WHAT IS NEEDED »
Please copy each line of the data below word for word, keeping every line.

# Start of SOURCE RECORDS

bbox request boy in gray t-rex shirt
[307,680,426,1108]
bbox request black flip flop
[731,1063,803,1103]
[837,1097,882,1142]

# End of SOURCE RECORDS

WRITTEN RESPONSE »
bbox request boy in gray t-rex shirt
[307,680,426,1108]
bbox request black flip flop
[731,1063,803,1103]
[837,1097,882,1142]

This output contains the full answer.